— start —
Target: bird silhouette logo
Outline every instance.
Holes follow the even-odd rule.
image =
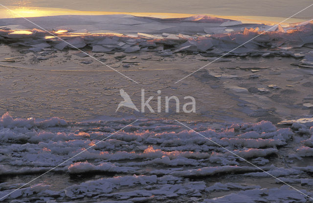
[[[131,99],[131,97],[128,95],[126,92],[123,89],[121,89],[119,90],[119,93],[121,94],[121,97],[124,99],[124,101],[121,102],[118,104],[118,106],[117,106],[117,108],[115,111],[115,112],[117,111],[117,110],[122,106],[126,106],[129,108],[132,108],[133,109],[137,111],[139,111],[139,110],[137,108],[135,104],[134,104],[132,100]]]

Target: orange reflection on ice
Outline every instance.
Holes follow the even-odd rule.
[[[14,35],[14,34],[30,35],[31,34],[33,34],[32,32],[28,31],[27,30],[16,30],[10,33],[9,33],[9,35]]]
[[[57,31],[55,32],[56,33],[64,33],[65,32],[67,32],[67,30],[58,30]]]

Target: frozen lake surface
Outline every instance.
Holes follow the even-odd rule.
[[[30,19],[71,45],[23,19],[0,20],[0,198],[108,139],[5,201],[310,200],[234,154],[313,195],[312,21],[268,30],[206,15]],[[196,113],[173,104],[169,113],[116,112],[121,89],[137,106],[141,89],[192,96]]]

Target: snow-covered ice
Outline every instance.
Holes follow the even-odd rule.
— end —
◆ **Written task**: Could you write out all of the lines above word for word, leaving the pictures out?

◆ **Reply to the task**:
Target: bird silhouette logo
Outline every instance.
Holes follow the even-odd rule.
image =
[[[131,99],[131,97],[128,95],[126,92],[123,89],[121,89],[119,90],[119,93],[121,94],[121,97],[124,99],[124,101],[121,102],[118,104],[118,106],[117,106],[117,108],[115,111],[115,112],[117,111],[117,110],[122,106],[126,106],[129,108],[132,108],[133,109],[137,111],[139,111],[139,110],[137,108],[135,104],[134,104],[132,100]]]

Target: orange reflection on ice
Outline every instance.
Holes follow the even-odd rule.
[[[14,35],[14,34],[30,35],[31,34],[33,34],[32,32],[28,31],[27,30],[16,30],[10,33],[9,33],[9,35]]]
[[[57,31],[55,32],[56,33],[64,33],[65,32],[67,32],[67,30],[58,30]]]

Target: frozen lake surface
Outline every instance.
Holes follow the even-odd rule.
[[[30,19],[71,45],[23,19],[0,20],[0,198],[108,139],[5,201],[310,200],[234,154],[313,195],[312,21],[268,30],[206,15]],[[196,113],[173,104],[169,113],[116,112],[121,89],[137,106],[141,89],[192,96]]]

Target: snow-covered ice
Outline every instance.
Holes follow the even-odd rule.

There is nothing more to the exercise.